**GOAL**
Pick out each line in the listing below that contains the word "tail", and copy it. Case counts.

**GIVEN DATA**
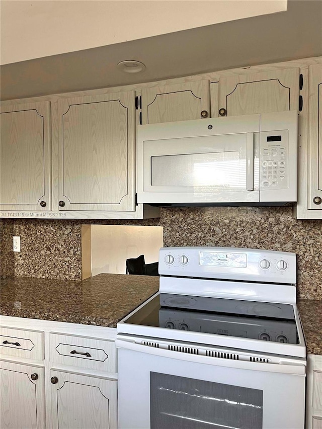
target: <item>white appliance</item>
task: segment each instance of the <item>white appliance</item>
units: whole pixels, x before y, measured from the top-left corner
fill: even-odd
[[[137,202],[283,205],[297,201],[297,112],[141,125]]]
[[[118,323],[120,429],[303,429],[294,253],[168,247]]]

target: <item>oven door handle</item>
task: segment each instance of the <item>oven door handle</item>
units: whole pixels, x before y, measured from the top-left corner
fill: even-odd
[[[157,342],[157,340],[152,340]],[[115,345],[119,349],[132,350],[133,352],[140,352],[158,356],[162,358],[169,358],[171,359],[179,359],[180,361],[186,361],[198,364],[206,364],[219,367],[226,367],[236,369],[249,370],[250,371],[264,371],[265,372],[282,373],[282,374],[294,374],[305,376],[306,374],[306,367],[304,364],[293,365],[289,360],[282,359],[279,364],[270,363],[252,362],[248,361],[239,361],[233,359],[226,359],[222,358],[213,358],[210,356],[202,356],[198,354],[175,352],[166,350],[157,347],[142,346],[137,344],[132,340],[125,340],[117,338]],[[182,347],[182,345],[180,345]],[[179,346],[179,347],[180,347]],[[191,346],[190,346],[191,348]],[[196,349],[197,347],[195,348]]]

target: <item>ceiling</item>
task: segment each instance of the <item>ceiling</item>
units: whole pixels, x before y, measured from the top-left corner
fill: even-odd
[[[287,0],[0,0],[0,64],[287,10]]]
[[[116,87],[322,55],[322,2],[289,0],[287,12],[5,64],[2,100]],[[144,72],[116,64],[135,59]]]

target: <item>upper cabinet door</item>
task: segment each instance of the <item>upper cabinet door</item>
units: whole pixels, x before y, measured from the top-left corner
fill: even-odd
[[[209,80],[142,89],[142,124],[210,117]]]
[[[2,106],[0,209],[51,210],[49,102]]]
[[[322,65],[308,69],[307,208],[322,209]]]
[[[221,78],[219,115],[298,110],[299,74],[294,68]]]
[[[135,98],[58,101],[60,210],[135,210]]]

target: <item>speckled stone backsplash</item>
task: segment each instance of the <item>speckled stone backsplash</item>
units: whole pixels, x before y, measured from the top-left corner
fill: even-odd
[[[297,255],[301,298],[322,299],[322,221],[296,220],[291,207],[168,208],[160,219],[137,221],[6,219],[1,274],[80,280],[84,223],[163,226],[164,245],[220,246],[282,250]],[[12,251],[12,235],[21,251]]]

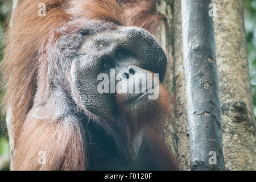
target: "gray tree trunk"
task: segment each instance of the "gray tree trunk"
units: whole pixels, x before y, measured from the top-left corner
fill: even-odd
[[[226,170],[255,170],[255,121],[242,0],[213,0]]]
[[[156,36],[166,48],[166,85],[177,101],[174,121],[165,122],[163,138],[178,156],[181,169],[189,169],[189,134],[183,59],[180,0],[157,1],[166,15]],[[213,0],[216,58],[220,81],[226,170],[256,170],[255,121],[246,54],[242,0]],[[164,34],[166,34],[164,35]],[[172,119],[174,120],[174,119]]]

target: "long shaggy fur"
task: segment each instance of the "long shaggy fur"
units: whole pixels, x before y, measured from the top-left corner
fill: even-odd
[[[38,15],[40,3],[46,5],[46,17]],[[15,162],[11,164],[13,169],[86,169],[81,124],[72,122],[76,116],[64,120],[54,118],[51,114],[54,103],[47,105],[52,107],[45,106],[49,94],[46,85],[47,65],[55,65],[60,56],[56,41],[89,25],[94,25],[93,31],[97,32],[104,22],[139,26],[152,33],[163,18],[156,12],[153,1],[146,0],[18,2],[1,63],[6,85],[2,105],[8,117],[12,160]],[[32,106],[37,106],[37,110],[31,110]],[[39,165],[35,158],[41,150],[47,154],[46,165]]]

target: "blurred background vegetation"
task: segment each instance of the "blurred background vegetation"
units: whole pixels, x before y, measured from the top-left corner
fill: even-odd
[[[5,27],[8,24],[7,19],[11,9],[10,1],[0,0],[0,61],[2,59],[2,40],[5,35]],[[243,0],[243,2],[250,76],[254,104],[254,114],[256,115],[256,0]],[[9,168],[9,158],[6,126],[5,122],[2,122],[0,125],[0,170]]]

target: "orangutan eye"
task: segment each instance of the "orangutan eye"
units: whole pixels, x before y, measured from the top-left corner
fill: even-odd
[[[104,69],[106,69],[109,67],[109,64],[107,62],[107,61],[104,61],[102,64],[102,67]]]

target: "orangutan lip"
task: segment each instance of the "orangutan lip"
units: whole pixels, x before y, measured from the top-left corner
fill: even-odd
[[[154,88],[154,86],[152,86],[152,88],[150,90],[147,90],[147,92],[146,92],[145,93],[142,93],[141,96],[139,96],[138,97],[137,97],[135,100],[140,100],[141,98],[145,97],[148,93],[149,92],[151,91],[152,90],[153,90]]]

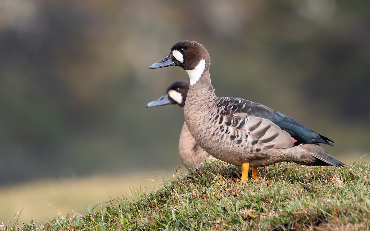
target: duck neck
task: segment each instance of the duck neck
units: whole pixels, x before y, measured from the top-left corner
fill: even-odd
[[[185,113],[190,116],[194,114],[202,116],[209,111],[217,96],[211,82],[209,72],[205,69],[196,82],[189,86],[185,102]]]

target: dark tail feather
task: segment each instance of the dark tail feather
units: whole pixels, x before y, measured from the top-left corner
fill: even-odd
[[[343,167],[346,164],[333,158],[329,153],[318,145],[310,144],[302,145],[302,148],[308,151],[311,156],[314,158],[309,163],[304,163],[299,161],[295,162],[300,164],[314,165],[315,166],[327,166],[331,165],[335,167]]]

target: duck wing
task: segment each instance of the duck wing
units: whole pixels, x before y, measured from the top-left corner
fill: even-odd
[[[308,127],[289,116],[257,103],[237,97],[219,98],[218,106],[227,111],[230,108],[233,115],[246,113],[249,116],[265,119],[272,121],[281,129],[287,132],[296,140],[295,146],[308,143],[323,143],[334,146],[333,141],[313,132]],[[230,112],[228,112],[230,113]]]

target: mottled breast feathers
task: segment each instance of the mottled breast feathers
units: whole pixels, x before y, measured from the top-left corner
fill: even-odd
[[[259,103],[236,97],[219,98],[216,103],[216,111],[212,117],[216,125],[218,122],[216,126],[220,134],[218,135],[223,133],[234,143],[245,142],[263,149],[286,148],[307,143],[334,146],[327,138]],[[257,143],[260,145],[256,146]]]

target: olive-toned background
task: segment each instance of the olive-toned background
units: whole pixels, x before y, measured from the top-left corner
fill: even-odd
[[[370,1],[186,2],[0,1],[0,185],[182,166],[182,112],[145,105],[188,79],[148,68],[184,39],[218,96],[290,116],[347,163],[369,152]]]

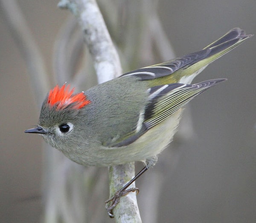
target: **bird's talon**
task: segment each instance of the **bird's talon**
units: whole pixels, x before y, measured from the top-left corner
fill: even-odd
[[[137,195],[139,191],[140,190],[139,190],[139,188],[135,187],[130,188],[125,191],[122,191],[122,190],[117,191],[115,193],[114,196],[105,201],[105,203],[106,204],[108,204],[111,201],[112,201],[112,203],[109,206],[108,206],[107,204],[106,205],[106,209],[108,211],[108,216],[111,218],[113,218],[114,217],[114,215],[113,214],[113,210],[120,202],[120,198],[122,197],[127,195],[131,192],[136,192],[136,195]]]

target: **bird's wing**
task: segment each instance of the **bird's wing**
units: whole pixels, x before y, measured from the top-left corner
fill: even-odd
[[[123,138],[108,145],[110,147],[128,145],[188,103],[191,100],[218,83],[226,79],[206,81],[194,84],[176,83],[148,89],[148,103],[141,112],[137,128]]]
[[[183,76],[189,76],[199,71],[196,75],[198,74],[207,65],[252,35],[247,35],[244,30],[236,28],[201,50],[161,64],[127,72],[120,77],[134,76],[141,81],[147,81],[170,75],[168,77],[170,78],[169,82],[166,83],[179,82]],[[187,69],[189,68],[190,69]],[[186,71],[183,72],[185,69]]]

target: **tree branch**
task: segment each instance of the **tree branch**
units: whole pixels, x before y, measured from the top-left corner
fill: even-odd
[[[120,75],[119,56],[96,1],[62,0],[58,6],[69,9],[77,17],[92,57],[98,82],[103,83]],[[134,172],[134,163],[110,168],[111,196],[131,179]],[[114,214],[116,222],[141,221],[135,194],[130,193],[122,197]]]

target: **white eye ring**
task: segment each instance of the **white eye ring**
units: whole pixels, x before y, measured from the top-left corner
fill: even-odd
[[[57,127],[57,133],[59,135],[63,135],[70,132],[73,128],[74,125],[71,122],[62,123]]]

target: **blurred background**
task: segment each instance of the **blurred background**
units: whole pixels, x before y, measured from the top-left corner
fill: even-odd
[[[52,83],[54,43],[70,14],[58,9],[58,2],[18,1]],[[204,47],[236,27],[256,34],[255,12],[255,0],[158,1],[160,20],[177,56]],[[256,48],[253,37],[210,65],[194,81],[228,79],[190,103],[183,124],[190,130],[183,127],[172,148],[159,156],[159,164],[138,180],[139,187],[140,180],[145,181],[157,174],[159,179],[154,179],[162,182],[156,222],[255,222]],[[145,63],[134,63],[129,69],[150,65]],[[27,72],[24,57],[0,16],[0,222],[40,222],[44,214],[44,142],[38,136],[23,133],[36,125],[39,115],[39,102]],[[187,137],[182,136],[184,133]],[[166,159],[172,162],[171,165],[162,164]],[[107,174],[107,170],[102,171]],[[108,183],[102,187],[108,189]],[[147,215],[143,210],[145,190],[141,188],[137,196],[143,220]],[[107,196],[102,195],[102,201]],[[105,211],[104,203],[99,204]],[[105,218],[108,220],[106,214]]]

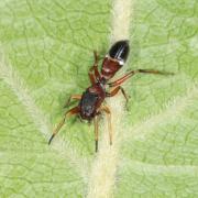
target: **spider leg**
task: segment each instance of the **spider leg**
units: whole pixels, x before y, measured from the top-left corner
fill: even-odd
[[[111,124],[111,111],[109,107],[102,106],[100,108],[101,111],[105,111],[108,114],[108,129],[109,129],[109,143],[112,145],[112,124]]]
[[[95,56],[95,64],[94,66],[89,69],[89,78],[90,78],[90,82],[94,85],[97,82],[98,79],[100,79],[100,73],[98,70],[98,53],[96,51],[94,51],[94,56]],[[92,74],[94,72],[94,74]]]
[[[96,142],[96,152],[98,152],[98,117],[94,118],[95,123],[95,142]]]
[[[124,89],[123,89],[121,86],[116,87],[116,88],[114,88],[113,90],[111,90],[110,92],[106,92],[106,96],[107,96],[107,97],[113,97],[113,96],[116,96],[116,95],[119,92],[119,90],[121,90],[122,95],[123,95],[124,98],[125,98],[125,105],[128,105],[129,98],[128,98]]]

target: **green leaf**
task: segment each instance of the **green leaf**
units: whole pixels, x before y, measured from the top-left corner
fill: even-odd
[[[197,8],[196,0],[1,1],[1,197],[197,197]],[[107,101],[112,146],[106,117],[99,153],[94,125],[75,118],[48,146],[65,101],[90,85],[94,50],[102,58],[111,36],[130,38],[122,74],[175,75],[128,80],[129,111],[122,96]]]

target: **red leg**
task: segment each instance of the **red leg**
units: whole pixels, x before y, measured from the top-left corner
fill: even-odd
[[[112,124],[111,124],[111,111],[107,106],[100,108],[101,111],[105,111],[108,114],[108,128],[109,128],[109,143],[112,144]]]
[[[143,73],[143,74],[157,74],[157,75],[174,75],[173,73],[166,73],[166,72],[161,72],[161,70],[153,70],[153,69],[136,69],[136,70],[131,70],[127,75],[124,75],[122,78],[119,78],[118,80],[113,82],[109,82],[108,85],[110,87],[117,87],[121,84],[123,84],[127,79],[132,77],[135,74]]]
[[[68,98],[68,100],[66,101],[64,108],[68,107],[70,105],[70,100],[72,99],[76,99],[76,100],[80,100],[81,99],[81,95],[73,95]]]
[[[98,70],[98,54],[96,51],[94,51],[94,55],[95,55],[95,64],[89,70],[89,78],[90,78],[91,84],[96,84],[96,80],[100,79],[100,73]]]
[[[48,144],[51,144],[51,142],[54,139],[54,136],[62,129],[63,124],[65,123],[66,118],[69,117],[69,116],[73,116],[73,114],[77,114],[78,112],[79,112],[79,107],[75,107],[75,108],[70,109],[69,111],[67,111],[65,113],[63,120],[58,123],[57,128],[53,131],[53,134],[52,134],[51,139],[48,140]]]
[[[98,117],[94,118],[95,122],[95,142],[96,142],[96,152],[98,152]]]

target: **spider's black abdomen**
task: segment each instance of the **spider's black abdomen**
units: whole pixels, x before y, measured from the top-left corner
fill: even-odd
[[[130,52],[129,41],[118,41],[109,50],[109,56],[120,62],[125,62]]]
[[[98,95],[94,92],[89,92],[88,90],[84,92],[79,103],[80,117],[82,119],[89,120],[92,117],[95,117],[97,101],[98,101]]]

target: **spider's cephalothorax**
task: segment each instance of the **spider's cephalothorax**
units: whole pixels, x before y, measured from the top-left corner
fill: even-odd
[[[116,81],[109,82],[109,80],[116,75],[116,73],[124,65],[128,59],[128,55],[130,52],[129,41],[118,41],[116,42],[109,50],[108,54],[103,58],[101,72],[98,70],[98,54],[95,54],[95,64],[89,70],[89,78],[91,86],[86,89],[82,95],[73,95],[69,97],[66,106],[70,103],[72,99],[79,100],[78,106],[68,110],[63,120],[56,127],[51,136],[48,144],[52,142],[53,138],[61,130],[63,124],[65,123],[65,119],[72,114],[79,114],[81,119],[95,122],[95,140],[96,140],[96,152],[98,151],[98,117],[101,112],[106,112],[108,114],[109,122],[109,138],[110,144],[112,143],[112,130],[111,130],[111,111],[108,106],[103,105],[103,100],[106,97],[113,97],[120,90],[123,94],[124,98],[128,102],[128,97],[124,92],[124,89],[121,85],[129,79],[134,74],[143,73],[143,74],[161,74],[161,75],[172,75],[172,73],[165,73],[154,69],[136,69],[131,70],[123,77],[119,78]],[[107,91],[106,87],[110,88],[110,91]]]

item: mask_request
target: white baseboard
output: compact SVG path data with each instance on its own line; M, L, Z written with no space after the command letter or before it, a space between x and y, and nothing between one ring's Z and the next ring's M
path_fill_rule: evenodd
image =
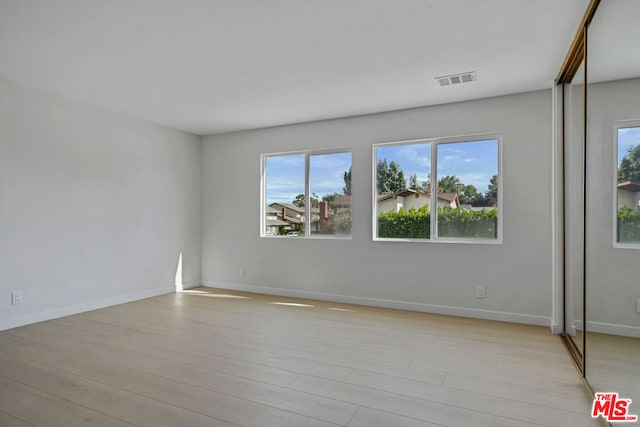
M194 286L199 286L200 282L195 283ZM184 285L185 287L187 284ZM126 295L118 295L110 298L103 298L87 303L76 304L66 306L62 308L56 308L52 310L40 311L38 313L27 314L24 316L17 316L9 319L0 320L0 331L6 329L17 328L19 326L30 325L32 323L44 322L45 320L57 319L59 317L70 316L72 314L84 313L86 311L97 310L99 308L110 307L112 305L124 304L127 302L137 301L145 298L157 297L159 295L165 295L175 292L175 287L170 288L155 288L148 289L146 291L134 292Z
M200 286L200 281L199 280L197 282L183 283L182 284L182 289L193 289L193 288L197 288L198 286Z
M241 283L202 282L202 286L235 291L255 292L267 295L316 299L321 301L341 302L346 304L365 305L382 308L395 308L398 310L420 311L425 313L445 314L450 316L472 317L476 319L498 320L501 322L524 323L537 326L549 326L551 322L551 318L549 316L536 316L531 314L509 313L504 311L480 310L476 308L453 307L446 305L422 304L378 298L326 294L321 292L254 286Z
M638 326L616 325L613 323L591 322L587 320L587 334L589 334L589 332L640 338L640 327Z
M573 333L575 334L576 330L582 330L582 320L575 320L574 323L576 326L573 328ZM593 322L591 320L587 320L587 334L589 332L640 338L640 326L618 325L615 323Z

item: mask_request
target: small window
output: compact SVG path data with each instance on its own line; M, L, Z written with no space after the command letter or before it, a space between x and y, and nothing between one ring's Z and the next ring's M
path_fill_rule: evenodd
M640 121L616 126L616 243L640 247Z
M375 239L500 242L499 137L377 144L374 161Z
M498 140L437 146L438 237L498 238Z
M263 155L262 236L351 236L351 152Z

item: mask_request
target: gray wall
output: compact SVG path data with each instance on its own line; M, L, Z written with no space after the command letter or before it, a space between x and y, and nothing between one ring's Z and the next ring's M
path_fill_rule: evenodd
M175 290L180 253L199 283L199 155L197 136L0 80L0 329Z
M640 119L640 79L588 85L587 328L640 337L640 249L613 246L614 122Z
M549 325L551 105L541 91L203 138L203 283ZM372 241L372 144L494 131L503 244ZM260 155L340 146L353 149L353 239L260 238Z

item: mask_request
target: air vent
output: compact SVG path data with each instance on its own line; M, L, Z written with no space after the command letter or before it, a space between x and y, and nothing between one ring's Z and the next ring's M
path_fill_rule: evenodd
M436 77L436 80L440 86L459 85L462 83L470 83L476 81L476 72L470 71L468 73L451 74L449 76Z

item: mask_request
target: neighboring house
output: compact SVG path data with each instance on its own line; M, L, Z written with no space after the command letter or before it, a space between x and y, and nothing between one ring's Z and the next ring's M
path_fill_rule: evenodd
M378 195L378 212L399 212L400 209L431 209L431 195L422 191L406 189L394 194ZM456 193L438 194L438 207L459 208L460 200Z
M337 196L330 205L335 214L351 212L351 196Z
M618 184L618 209L623 206L640 209L640 183L626 181Z
M280 234L281 228L290 228L290 224L280 219L282 211L267 206L266 222L265 222L265 234L267 236L277 236Z
M304 225L304 208L290 203L271 203L267 206L266 220L267 234L278 235L281 229L300 230ZM269 229L270 221L274 220L279 222L272 222L273 227Z

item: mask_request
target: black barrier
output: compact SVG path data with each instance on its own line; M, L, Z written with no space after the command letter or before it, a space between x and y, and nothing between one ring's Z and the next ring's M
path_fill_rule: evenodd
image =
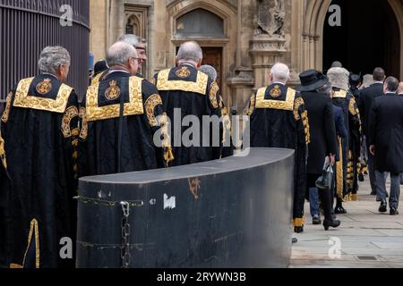
M82 178L77 267L287 267L293 173L293 150L256 148L247 156Z

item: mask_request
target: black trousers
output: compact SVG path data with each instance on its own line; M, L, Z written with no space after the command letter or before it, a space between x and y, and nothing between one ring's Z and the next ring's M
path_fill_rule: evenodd
M316 180L321 176L322 174L316 174L316 173L308 173L308 183L307 187L309 190L309 188L316 188ZM329 189L318 189L318 194L319 194L319 199L321 200L322 206L323 207L323 213L325 216L326 221L333 221L333 218L331 216L331 206L330 206L330 191Z

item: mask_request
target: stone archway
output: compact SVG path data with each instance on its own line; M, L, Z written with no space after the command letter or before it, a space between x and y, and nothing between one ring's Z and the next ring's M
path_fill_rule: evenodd
M197 9L206 10L223 21L224 35L221 37L200 37L185 36L182 37L176 34L176 21L184 14L195 11ZM235 63L234 55L236 52L236 27L237 27L237 8L229 3L222 1L202 1L202 0L188 0L188 1L174 1L167 6L168 16L167 17L167 47L168 66L175 65L175 55L176 47L183 42L187 40L197 41L202 47L217 47L222 49L222 79L221 88L224 101L227 105L231 105L232 98L229 97L229 88L227 82L228 72L231 65Z
M403 39L403 1L388 0L399 25L400 46ZM311 0L307 3L303 25L302 70L323 70L323 28L331 0ZM400 75L403 75L403 49L400 48Z

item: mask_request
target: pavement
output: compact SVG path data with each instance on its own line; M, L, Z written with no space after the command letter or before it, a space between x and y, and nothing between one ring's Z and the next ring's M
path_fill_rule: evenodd
M294 234L298 242L293 244L290 267L403 268L403 195L400 214L390 215L389 203L388 212L380 214L380 203L370 193L367 176L360 183L358 200L343 204L347 214L338 215L341 225L328 231L312 224L306 203L304 230Z

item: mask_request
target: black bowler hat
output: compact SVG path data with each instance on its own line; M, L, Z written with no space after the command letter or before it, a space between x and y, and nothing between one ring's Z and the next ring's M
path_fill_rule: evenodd
M350 85L357 86L361 82L361 72L359 74L350 73L348 80L350 82Z
M99 61L95 63L94 66L94 75L99 74L99 72L105 72L108 69L107 61Z
M329 82L329 79L323 73L315 70L308 70L299 75L301 85L296 87L299 91L313 91Z

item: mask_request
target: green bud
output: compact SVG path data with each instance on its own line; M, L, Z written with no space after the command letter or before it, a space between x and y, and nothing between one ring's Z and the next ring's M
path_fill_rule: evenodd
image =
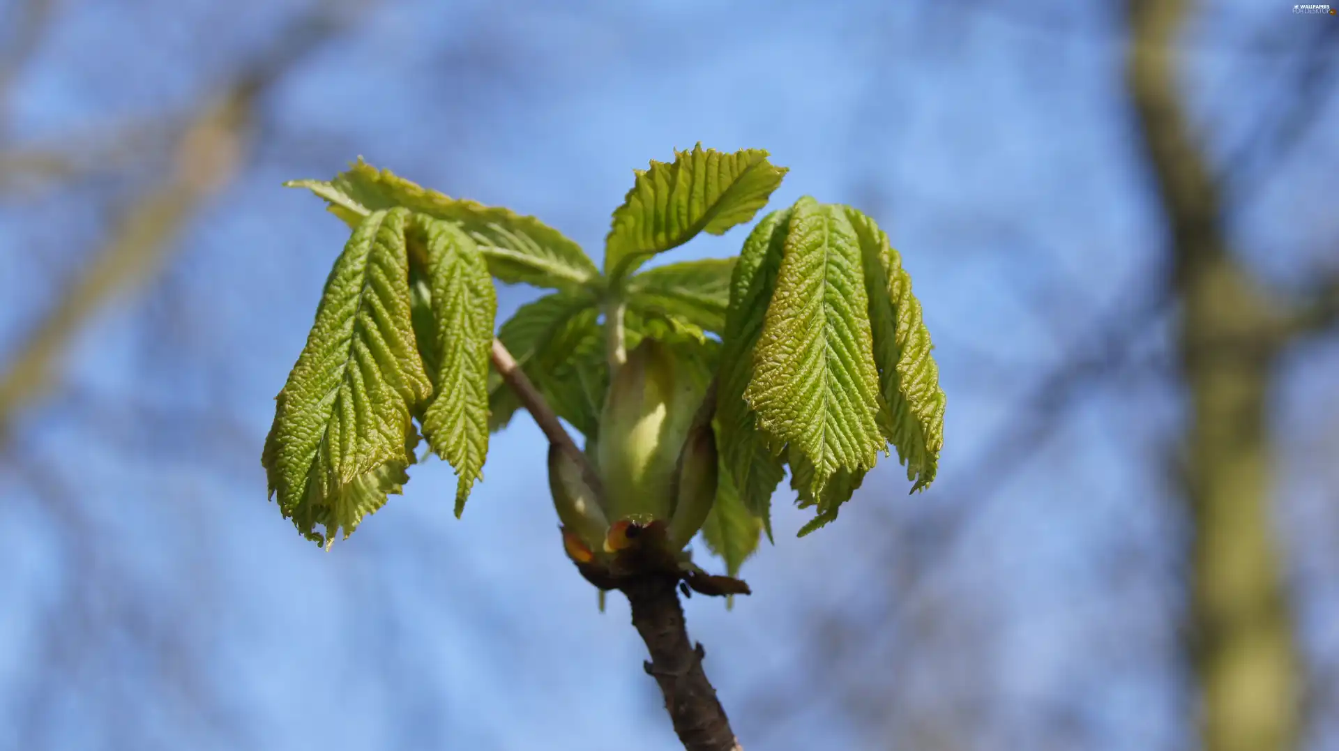
M694 426L679 456L675 477L675 506L670 519L670 544L682 550L698 534L711 505L716 501L716 481L720 463L716 458L716 432L706 423Z
M581 467L572 456L549 444L549 493L565 533L574 534L589 550L604 546L609 522L599 497L581 477Z
M702 402L702 390L670 349L643 339L628 355L600 414L596 461L609 518L668 519L675 465Z

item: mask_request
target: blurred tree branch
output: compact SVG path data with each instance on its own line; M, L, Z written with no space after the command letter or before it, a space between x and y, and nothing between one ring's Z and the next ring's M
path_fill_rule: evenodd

**EXERCISE RESPONSE**
target: dark tail feather
task: segment each instance of the dark tail feather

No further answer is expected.